Exercise prompt:
Write out all of the data below, line for line, changing nothing.

Information shown:
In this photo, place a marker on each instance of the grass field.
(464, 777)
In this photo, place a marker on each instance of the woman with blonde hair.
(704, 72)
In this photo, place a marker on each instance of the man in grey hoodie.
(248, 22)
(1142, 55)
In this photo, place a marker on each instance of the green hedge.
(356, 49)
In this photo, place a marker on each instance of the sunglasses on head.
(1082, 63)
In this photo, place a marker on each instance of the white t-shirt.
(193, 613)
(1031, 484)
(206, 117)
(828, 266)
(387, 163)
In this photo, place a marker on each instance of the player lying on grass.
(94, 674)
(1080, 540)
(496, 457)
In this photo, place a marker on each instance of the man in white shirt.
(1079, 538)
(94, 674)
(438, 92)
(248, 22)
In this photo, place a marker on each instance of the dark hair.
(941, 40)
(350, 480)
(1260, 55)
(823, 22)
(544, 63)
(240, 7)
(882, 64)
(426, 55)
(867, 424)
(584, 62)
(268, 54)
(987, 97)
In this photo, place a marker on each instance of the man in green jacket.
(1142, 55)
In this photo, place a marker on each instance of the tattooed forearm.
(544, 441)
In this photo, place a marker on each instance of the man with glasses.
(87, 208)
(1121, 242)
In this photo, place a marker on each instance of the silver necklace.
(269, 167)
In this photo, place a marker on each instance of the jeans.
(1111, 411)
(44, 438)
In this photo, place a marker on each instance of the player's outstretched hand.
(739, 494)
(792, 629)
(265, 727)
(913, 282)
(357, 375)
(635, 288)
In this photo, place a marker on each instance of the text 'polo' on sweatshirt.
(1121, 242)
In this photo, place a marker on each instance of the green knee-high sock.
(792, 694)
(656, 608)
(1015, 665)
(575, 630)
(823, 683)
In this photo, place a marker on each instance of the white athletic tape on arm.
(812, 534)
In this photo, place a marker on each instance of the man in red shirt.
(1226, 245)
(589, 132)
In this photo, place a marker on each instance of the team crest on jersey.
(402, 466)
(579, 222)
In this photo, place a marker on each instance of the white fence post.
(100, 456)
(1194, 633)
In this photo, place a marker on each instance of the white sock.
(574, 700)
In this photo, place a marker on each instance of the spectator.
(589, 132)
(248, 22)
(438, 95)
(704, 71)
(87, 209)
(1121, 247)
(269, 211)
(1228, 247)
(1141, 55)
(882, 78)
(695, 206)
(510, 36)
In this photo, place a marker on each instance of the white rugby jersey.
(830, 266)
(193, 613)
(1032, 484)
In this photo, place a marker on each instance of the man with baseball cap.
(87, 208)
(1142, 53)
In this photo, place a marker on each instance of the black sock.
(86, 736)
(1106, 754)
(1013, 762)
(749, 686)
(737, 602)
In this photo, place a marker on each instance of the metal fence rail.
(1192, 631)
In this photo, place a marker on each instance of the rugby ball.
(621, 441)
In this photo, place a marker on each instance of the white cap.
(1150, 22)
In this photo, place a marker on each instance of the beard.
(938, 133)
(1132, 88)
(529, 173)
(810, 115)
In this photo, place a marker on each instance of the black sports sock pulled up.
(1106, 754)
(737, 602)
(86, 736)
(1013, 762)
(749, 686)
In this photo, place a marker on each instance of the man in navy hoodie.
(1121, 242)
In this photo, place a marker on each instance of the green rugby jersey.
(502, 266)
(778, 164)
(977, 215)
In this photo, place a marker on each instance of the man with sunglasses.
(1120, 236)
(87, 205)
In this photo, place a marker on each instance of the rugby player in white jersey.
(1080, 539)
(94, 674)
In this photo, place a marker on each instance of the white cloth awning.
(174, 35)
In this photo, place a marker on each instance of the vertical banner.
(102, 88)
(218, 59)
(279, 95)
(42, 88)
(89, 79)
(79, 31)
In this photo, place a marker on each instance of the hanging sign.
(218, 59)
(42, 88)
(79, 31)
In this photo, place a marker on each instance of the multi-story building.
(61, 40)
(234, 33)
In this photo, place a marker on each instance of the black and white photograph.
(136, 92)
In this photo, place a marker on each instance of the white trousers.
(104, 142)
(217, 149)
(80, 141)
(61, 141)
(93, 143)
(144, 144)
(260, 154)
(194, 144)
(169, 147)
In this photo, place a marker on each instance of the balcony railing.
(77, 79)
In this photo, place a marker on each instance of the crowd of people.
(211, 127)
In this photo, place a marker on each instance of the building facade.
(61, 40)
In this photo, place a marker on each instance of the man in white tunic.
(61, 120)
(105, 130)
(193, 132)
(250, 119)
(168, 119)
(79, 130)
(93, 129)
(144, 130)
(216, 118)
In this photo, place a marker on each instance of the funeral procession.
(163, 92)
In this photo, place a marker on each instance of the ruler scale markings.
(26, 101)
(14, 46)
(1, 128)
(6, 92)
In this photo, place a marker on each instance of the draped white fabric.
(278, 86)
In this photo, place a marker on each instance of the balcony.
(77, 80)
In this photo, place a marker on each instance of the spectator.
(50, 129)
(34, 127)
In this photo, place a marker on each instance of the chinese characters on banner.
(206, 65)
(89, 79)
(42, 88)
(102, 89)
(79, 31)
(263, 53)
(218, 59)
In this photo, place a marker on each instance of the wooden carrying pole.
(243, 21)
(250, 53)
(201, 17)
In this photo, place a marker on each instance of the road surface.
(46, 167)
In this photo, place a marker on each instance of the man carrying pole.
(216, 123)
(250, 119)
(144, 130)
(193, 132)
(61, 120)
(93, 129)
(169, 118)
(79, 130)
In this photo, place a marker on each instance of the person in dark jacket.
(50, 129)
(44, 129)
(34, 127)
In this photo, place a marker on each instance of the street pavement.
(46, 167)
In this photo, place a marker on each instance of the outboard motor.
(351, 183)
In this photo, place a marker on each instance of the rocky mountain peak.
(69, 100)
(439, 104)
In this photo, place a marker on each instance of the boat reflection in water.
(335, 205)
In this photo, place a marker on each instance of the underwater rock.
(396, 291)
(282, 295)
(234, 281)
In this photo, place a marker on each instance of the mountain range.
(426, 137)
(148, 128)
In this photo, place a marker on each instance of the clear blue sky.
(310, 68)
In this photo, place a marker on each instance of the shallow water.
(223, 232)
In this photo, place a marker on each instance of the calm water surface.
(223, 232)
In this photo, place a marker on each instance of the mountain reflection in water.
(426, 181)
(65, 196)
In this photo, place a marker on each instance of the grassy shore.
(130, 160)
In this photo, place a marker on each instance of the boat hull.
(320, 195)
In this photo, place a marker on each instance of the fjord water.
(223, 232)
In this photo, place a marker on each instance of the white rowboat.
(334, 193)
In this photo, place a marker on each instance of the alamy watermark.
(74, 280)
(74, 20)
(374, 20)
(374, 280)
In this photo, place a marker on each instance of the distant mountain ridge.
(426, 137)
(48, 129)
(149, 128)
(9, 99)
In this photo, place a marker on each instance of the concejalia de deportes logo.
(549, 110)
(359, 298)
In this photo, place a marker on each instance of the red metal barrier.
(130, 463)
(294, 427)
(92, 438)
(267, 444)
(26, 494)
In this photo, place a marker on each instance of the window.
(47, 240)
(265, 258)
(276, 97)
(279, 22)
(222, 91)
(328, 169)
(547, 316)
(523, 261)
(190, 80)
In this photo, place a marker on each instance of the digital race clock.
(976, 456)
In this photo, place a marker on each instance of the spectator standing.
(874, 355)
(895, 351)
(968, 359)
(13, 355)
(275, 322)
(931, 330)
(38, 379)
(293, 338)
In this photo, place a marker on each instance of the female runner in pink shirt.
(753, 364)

Output:
In this photo, place a marker on each instance of the grass field.
(464, 777)
In this photo, place a marker on each instance of the woman with blonde hair.
(704, 72)
In this photo, place a marker on each instance of the man in grey hoodie.
(248, 22)
(1142, 55)
In this photo, place a marker on each instance of the green hedge.
(356, 49)
In this photo, place a marker on each instance of the sunglasses on head.
(1082, 63)
In this photo, place a marker on each instance of the white t-shirt.
(193, 613)
(1031, 484)
(206, 117)
(828, 266)
(387, 163)
In this photo, place a marker on each instance of the player lying on grass.
(94, 674)
(1080, 540)
(496, 457)
In this photo, place a marker on each instance of the man in white shirt.
(1079, 538)
(94, 674)
(438, 92)
(248, 22)
In this photo, place a marker on each instance of the dark hair.
(941, 40)
(350, 480)
(1260, 55)
(823, 22)
(544, 63)
(240, 7)
(882, 64)
(426, 55)
(867, 424)
(584, 62)
(268, 54)
(987, 97)
In this photo, place a marker on each instance of the man in green jacket.
(1142, 55)
In this photo, place a marker on each instance of the tattooed forearm.
(544, 441)
In this photo, place a marker on each instance of the man with glasses.
(87, 208)
(1121, 242)
In this photo, place a marker on each instance of the silver necklace.
(269, 167)
In this photo, place a marker on each instance of the jeans.
(1111, 411)
(44, 438)
In this photo, place a marker on each instance of the player's outstretched hand.
(739, 494)
(792, 629)
(265, 727)
(913, 282)
(357, 375)
(635, 288)
In this photo, place a marker on each instance of the text 'polo' on sweatshirt.
(1121, 242)
In this photo, place a marker on each instance of the green knee-high sock.
(792, 694)
(656, 608)
(1015, 665)
(575, 630)
(823, 683)
In this photo, place a marker on each instance of the white athletic tape on arm.
(812, 534)
In this photo, place a marker on each instance of the man in red shirt.
(1226, 245)
(589, 132)
In this photo, place a marker on each instance of the team crest on jersey.
(402, 466)
(579, 222)
In this photo, place a marker on each instance of the white fence post.
(100, 456)
(1194, 633)
In this photo, place a marker on each instance of the white sock.
(574, 700)
In this photo, place a marker on each instance of the spectator.
(589, 132)
(248, 22)
(438, 95)
(704, 71)
(87, 209)
(1121, 247)
(269, 211)
(1228, 247)
(1141, 55)
(882, 78)
(695, 206)
(510, 36)
In this photo, place a marker on each instance of the white rugby jersey.
(830, 266)
(193, 613)
(1032, 484)
In this photo, place a marker on each instance of the man with baseball cap.
(87, 208)
(1142, 53)
In this photo, place a marker on each instance of the black sock.
(86, 736)
(1106, 754)
(1013, 762)
(749, 686)
(737, 602)
In this photo, place a marker on each instance of the metal fence rail.
(1192, 631)
In this photo, place a marker on each instance of the rugby ball.
(621, 441)
In this photo, place a marker on each instance of the white cap.
(1150, 22)
In this photo, place a marker on each instance of the beard.
(938, 133)
(1132, 88)
(529, 173)
(810, 115)
In this photo, place a marker on each instance of the black sports sock pulled up.
(1106, 754)
(737, 602)
(86, 736)
(1013, 762)
(749, 686)
In this photo, place a marker on each instance of the man in navy hoodie.
(1121, 242)
In this photo, place a marker on each instance of the green rugby jersey.
(502, 266)
(778, 164)
(977, 215)
In this photo, place a marker on each instance of the man with sunglasses.
(1120, 236)
(87, 205)
In this photo, place a marker on each instance of the rugby player in white jersey.
(1080, 539)
(94, 674)
In this photo, place a marker on each instance of the white cloth awning.
(174, 35)
In this photo, place a marker on each instance of the vertical banner.
(102, 88)
(218, 59)
(279, 95)
(42, 88)
(89, 79)
(79, 31)
In this photo, place a marker on each instance of the hanging sign.
(218, 59)
(42, 88)
(79, 31)
In this photo, place a marker on each instance of the multi-story building.
(61, 40)
(234, 33)
In this photo, place a marker on each instance of the black and white photograph.
(136, 92)
In this photo, place a marker on each instance of the white trousers.
(104, 142)
(217, 149)
(80, 141)
(61, 141)
(93, 143)
(144, 144)
(260, 154)
(194, 144)
(169, 147)
In this photo, place a marker on each instance of the balcony railing.
(77, 79)
In this photo, place a marker on each instance of the crowd of people.
(211, 127)
In this photo, place a marker on each instance of the building facade.
(61, 40)
In this photo, place a marker on each instance of the man in white tunic.
(61, 120)
(105, 130)
(193, 132)
(250, 119)
(168, 119)
(79, 130)
(93, 129)
(144, 130)
(216, 118)
In this photo, place a marker on each instance of the funeral procession.
(163, 92)
In this photo, place a marker on each instance of the ruler scale markings.
(26, 101)
(14, 46)
(1, 128)
(6, 92)
In this photo, place a marker on each instance of the draped white fabric.
(278, 86)
In this photo, place a marker on each instance of the balcony.
(77, 80)
In this photo, place a marker on each instance of the spectator.
(50, 129)
(34, 127)
In this photo, place a marker on each instance of the chinese characters on banner.
(206, 65)
(89, 79)
(42, 88)
(102, 89)
(79, 31)
(263, 53)
(218, 59)
In this photo, place a marker on each instance of the wooden carrying pole.
(243, 21)
(250, 53)
(201, 17)
In this photo, place a marker on each instance of the road surface.
(46, 167)
In this photo, place a marker on each instance of the man carrying pole.
(216, 123)
(250, 119)
(144, 130)
(193, 132)
(61, 120)
(93, 129)
(169, 118)
(79, 130)
In this photo, place a marker on each instance of the person in dark jacket.
(50, 129)
(44, 129)
(34, 127)
In this photo, place a marker on each instance of the street pavement.
(46, 167)
In this photo, place a marker on each instance of the outboard motor.
(351, 183)
In this photo, place a marker on each instance of the rocky mountain peak.
(69, 100)
(439, 104)
In this photo, place a marker on each instance of the boat reflection in water.
(335, 205)
In this photo, place a marker on each instance of the underwater rock.
(396, 291)
(282, 295)
(234, 281)
In this photo, place a marker on each instance of the mountain range.
(426, 137)
(148, 128)
In this photo, place a marker on each instance of the clear blue sky.
(310, 68)
In this photo, place a marker on each instance of the shallow water.
(223, 232)
In this photo, place a marker on each instance of the calm water surface.
(223, 232)
In this photo, place a marker on each instance of the mountain reflection in water.
(426, 181)
(65, 196)
In this photo, place a marker on each instance of the grassy shore.
(130, 160)
In this photo, place a marker on each instance of the boat hull.
(320, 195)
In this photo, place a marker on each instance of the fjord water.
(223, 232)
In this photo, place a marker on each instance of the white rowboat.
(334, 193)
In this photo, place a marker on each instance of the alamy watermark.
(74, 280)
(74, 20)
(374, 20)
(374, 280)
In this photo, place a marker on each instance of the distant mountain ridge.
(426, 137)
(48, 129)
(149, 128)
(9, 99)
In this photo, place a marker on each instance of the concejalia de deportes logo.
(549, 110)
(359, 298)
In this photo, place a marker on each instance of the red metal barrier.
(130, 463)
(294, 427)
(92, 438)
(267, 444)
(26, 494)
In this photo, place a marker on each instance of the window.
(47, 240)
(265, 258)
(276, 97)
(279, 22)
(222, 91)
(328, 169)
(547, 316)
(523, 261)
(190, 80)
In this photo, place a marker on each instance of the digital race clock.
(976, 456)
In this photo, place a marker on each instance of the spectator standing.
(874, 355)
(895, 351)
(968, 359)
(13, 355)
(275, 322)
(931, 330)
(38, 379)
(293, 338)
In this photo, place a marker on each instance of the female runner in pink shirt.
(753, 364)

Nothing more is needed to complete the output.